→ **GIVEN INSTRUCTION A**:
Recast the records from the line containing "Teacher note: indicate the white plate" through the line containing "point(921, 331)", inclusive, as a numbered list with any blank lines omitted.
--- START OF PROVIDED PASSAGE ---
Discovering place by painting: Ben Quilty on exhibition ‘Hill End’
Ben Quilty invites three mates, artists Guy Maestri, Luke Sciberras and Robert Malherbe, to retrace the steps of the greats – Russell Drysdale, Margaret Olley, John Olsen and Brett Whiteley to the former gold-mining town of Hill End
Above painting by Luke Sciberras
Artists Russell Drysdale, John Olsen, Margaret Olley and Brett Whiteley are responsible, in part, for creating an impression of Australia for the rest of the world. Their representations of the former gold-mining town in New South Wales speak of the “beginning of our cultural exploration of the landscape”, and let us in on a surrounding history. For the exhibition, Australian artists Guy Maestri, Luke Sciberras and Robert Malherbe have come together re-create these early painters’ experience as close as they can, and in doing so, learn about the history of Hill End – how it might have been perceived, experienced, what relationship there was between people and the land, between the people themselves, what they knew and didn’t. The process gives us a look into humanity, says Quilty, and the tradition of “mateship and en plein air painting.” Here, Quilty discusses the concept and its context further; and the relationship between painting and place.
Ben Quilty –
Russell Drysdale’s racing green Riley Tourer would have bumped hard along the track from Bathurst to Hill End in the 1950’s, brimming full of paint, linen and stretchers, cigarettes, wine, his kids, his wife, his dog and Donald Friend. Margaret would normally take the bus trip a day later, sherry bottle in hand. By 1954 Drysdale, his friend William Dobell and Sidney Nolan represented Australia at the Venice Biennale. It was a powerfully original vision of an exotic landscape mostly unknown outside Australia, today that landscape is known but barely understood.
To me those three artists in 1954 were really pioneers representing the beginning of an authentic identity for the 8 million or so English, Greek, Chinese and Afghan people who had migrated from lands so, so far away. Before them, and before the Modernist movement, all of our cultural personality, besides the surviving indigenous one, was English. Guido, Scribbler and Bob re-traced those steps for this exhibition. It was Jan Murphy’s idea to get them together. Work out what it is to paint En plein air… and why still En plein air? And why together.
All three are drawn to the scrapings and detritus of the history surrounding the wonderful little village of Hill End. The town is as ancient as we Europeans get in Australia. Everything from the last 160 years of white humanity protrudes from the earth and after it rains, you will trip over it. Us white artists are drawn to those spots. It’s the beginning of our cultural exploration of the landscape here. Without those rusty signposts of western civilisation we are lost because our understanding of the ancient red emptiness is so profoundly meek.
--- END OF PROVIDED PASSAGE ---
--- START OF DATA TO USE ---
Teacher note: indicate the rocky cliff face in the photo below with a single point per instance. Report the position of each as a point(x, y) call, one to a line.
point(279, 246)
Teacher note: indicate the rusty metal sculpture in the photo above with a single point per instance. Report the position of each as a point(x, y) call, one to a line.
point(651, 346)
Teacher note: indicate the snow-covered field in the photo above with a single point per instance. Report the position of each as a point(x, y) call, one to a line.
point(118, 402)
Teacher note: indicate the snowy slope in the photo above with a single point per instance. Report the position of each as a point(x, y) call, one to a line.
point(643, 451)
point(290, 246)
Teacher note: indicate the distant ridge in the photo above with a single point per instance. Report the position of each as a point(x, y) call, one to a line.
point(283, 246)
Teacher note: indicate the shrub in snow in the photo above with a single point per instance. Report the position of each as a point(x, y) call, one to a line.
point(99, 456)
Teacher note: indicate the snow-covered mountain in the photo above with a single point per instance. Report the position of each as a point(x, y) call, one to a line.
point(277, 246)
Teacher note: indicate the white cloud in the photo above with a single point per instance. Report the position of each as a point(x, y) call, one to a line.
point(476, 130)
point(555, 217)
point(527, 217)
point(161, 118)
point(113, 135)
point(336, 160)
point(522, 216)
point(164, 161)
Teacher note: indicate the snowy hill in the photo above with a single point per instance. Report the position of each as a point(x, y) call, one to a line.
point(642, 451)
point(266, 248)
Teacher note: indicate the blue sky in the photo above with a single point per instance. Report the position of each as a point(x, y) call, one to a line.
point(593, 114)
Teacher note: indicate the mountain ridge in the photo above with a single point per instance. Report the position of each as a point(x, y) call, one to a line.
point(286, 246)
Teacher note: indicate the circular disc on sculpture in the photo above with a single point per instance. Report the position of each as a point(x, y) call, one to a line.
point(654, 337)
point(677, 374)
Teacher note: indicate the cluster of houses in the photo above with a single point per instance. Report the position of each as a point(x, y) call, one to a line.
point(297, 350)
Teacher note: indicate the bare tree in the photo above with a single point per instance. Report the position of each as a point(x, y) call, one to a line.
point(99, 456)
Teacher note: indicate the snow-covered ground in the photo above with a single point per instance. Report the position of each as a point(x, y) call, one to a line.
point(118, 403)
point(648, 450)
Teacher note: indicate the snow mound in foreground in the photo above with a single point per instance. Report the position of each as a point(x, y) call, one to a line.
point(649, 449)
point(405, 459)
--- END OF DATA TO USE ---
--- START OF DATA TO USE ---
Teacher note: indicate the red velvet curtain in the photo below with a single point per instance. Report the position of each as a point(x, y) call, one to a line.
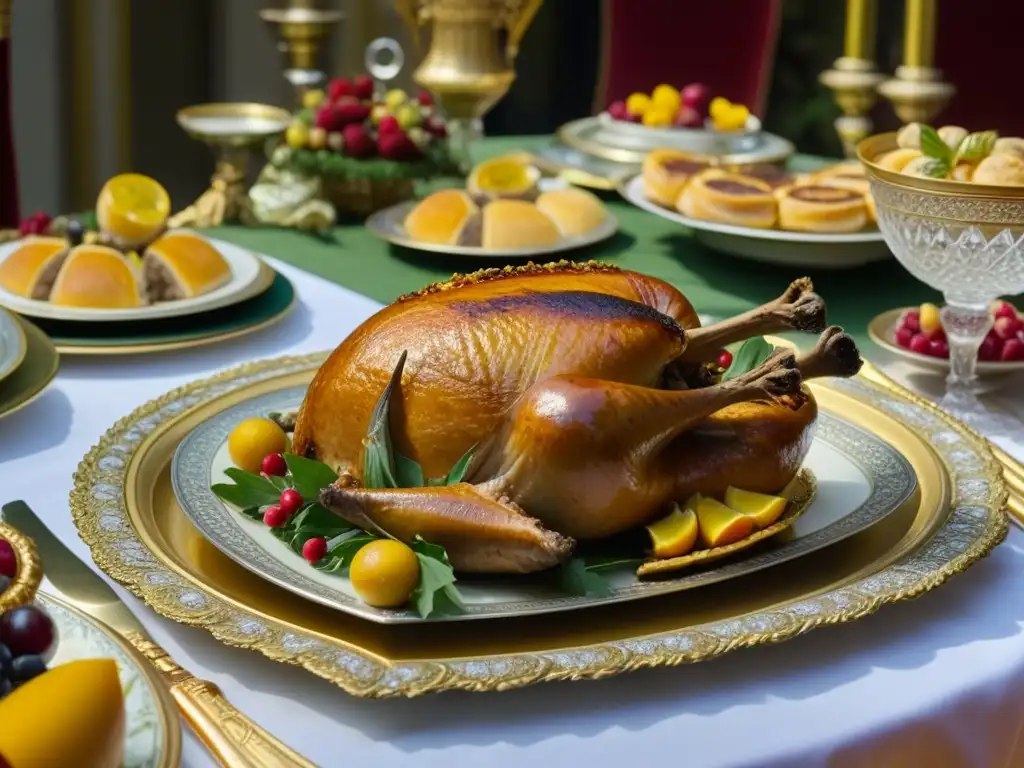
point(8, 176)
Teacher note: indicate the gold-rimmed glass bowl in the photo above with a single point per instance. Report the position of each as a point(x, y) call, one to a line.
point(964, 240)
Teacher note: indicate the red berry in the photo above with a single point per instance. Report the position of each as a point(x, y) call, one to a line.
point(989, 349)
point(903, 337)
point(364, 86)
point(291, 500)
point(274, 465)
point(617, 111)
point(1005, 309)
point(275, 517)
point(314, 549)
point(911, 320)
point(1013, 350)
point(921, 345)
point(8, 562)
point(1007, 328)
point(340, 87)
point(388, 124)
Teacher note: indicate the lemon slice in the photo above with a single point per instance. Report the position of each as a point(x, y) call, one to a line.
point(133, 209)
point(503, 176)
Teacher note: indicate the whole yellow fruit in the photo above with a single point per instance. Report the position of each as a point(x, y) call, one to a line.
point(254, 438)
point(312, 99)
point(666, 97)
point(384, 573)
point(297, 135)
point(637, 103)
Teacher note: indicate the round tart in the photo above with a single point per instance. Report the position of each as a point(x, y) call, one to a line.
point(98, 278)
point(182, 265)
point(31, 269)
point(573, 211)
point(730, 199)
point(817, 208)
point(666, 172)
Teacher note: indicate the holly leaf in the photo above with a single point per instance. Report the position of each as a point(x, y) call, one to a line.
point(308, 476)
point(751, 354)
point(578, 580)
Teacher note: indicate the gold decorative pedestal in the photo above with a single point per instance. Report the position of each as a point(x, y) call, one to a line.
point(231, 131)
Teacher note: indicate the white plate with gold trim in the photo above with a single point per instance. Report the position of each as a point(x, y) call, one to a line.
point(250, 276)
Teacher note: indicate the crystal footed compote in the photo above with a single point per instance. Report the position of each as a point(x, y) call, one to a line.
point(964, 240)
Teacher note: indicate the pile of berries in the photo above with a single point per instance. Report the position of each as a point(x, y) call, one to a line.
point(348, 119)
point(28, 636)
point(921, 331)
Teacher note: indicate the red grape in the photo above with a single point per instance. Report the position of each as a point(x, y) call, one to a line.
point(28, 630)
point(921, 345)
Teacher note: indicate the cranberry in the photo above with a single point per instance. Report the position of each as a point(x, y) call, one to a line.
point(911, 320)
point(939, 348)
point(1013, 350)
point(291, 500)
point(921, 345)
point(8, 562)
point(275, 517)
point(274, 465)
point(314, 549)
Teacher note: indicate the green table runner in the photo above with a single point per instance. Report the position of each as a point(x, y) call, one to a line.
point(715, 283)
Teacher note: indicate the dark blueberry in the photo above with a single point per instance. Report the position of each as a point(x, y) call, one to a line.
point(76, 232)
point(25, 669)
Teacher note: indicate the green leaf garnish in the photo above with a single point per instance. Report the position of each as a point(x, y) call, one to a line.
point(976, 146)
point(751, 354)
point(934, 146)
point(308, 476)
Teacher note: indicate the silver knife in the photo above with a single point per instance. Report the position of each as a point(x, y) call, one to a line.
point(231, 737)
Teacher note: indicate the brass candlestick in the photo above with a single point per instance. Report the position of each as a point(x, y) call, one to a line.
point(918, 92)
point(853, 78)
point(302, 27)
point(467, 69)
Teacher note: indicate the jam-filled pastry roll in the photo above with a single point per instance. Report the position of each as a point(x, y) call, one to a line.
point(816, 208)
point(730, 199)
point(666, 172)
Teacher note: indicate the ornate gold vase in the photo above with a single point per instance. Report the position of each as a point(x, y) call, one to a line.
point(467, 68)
--- END OF DATA TO USE ---
→ **GIVEN INSTRUCTION B**:
According to the text on the Hill End exhibition, whose idea was it to bring Guy Maestri, Luke Sciberras and Robert Malherbe together?

→ **FINAL RESULT A**:
1. Teacher note: indicate the white plate with gold trim in the photo above with a single point per instance. Report the position of each as a point(x, y) call, one to a line.
2. point(250, 276)
3. Teacher note: indicate the crystal footed compote in the photo above with a single point per instance. Report the position of each as a point(x, y) call, one to a line.
4. point(964, 240)
5. Teacher note: indicate the pile of berries in the photo above with a single point per instance. Report the position of each as a point(x, y) call, one to a line.
6. point(348, 119)
7. point(28, 636)
8. point(921, 331)

→ **FINAL RESULT B**:
It was Jan Murphy's idea.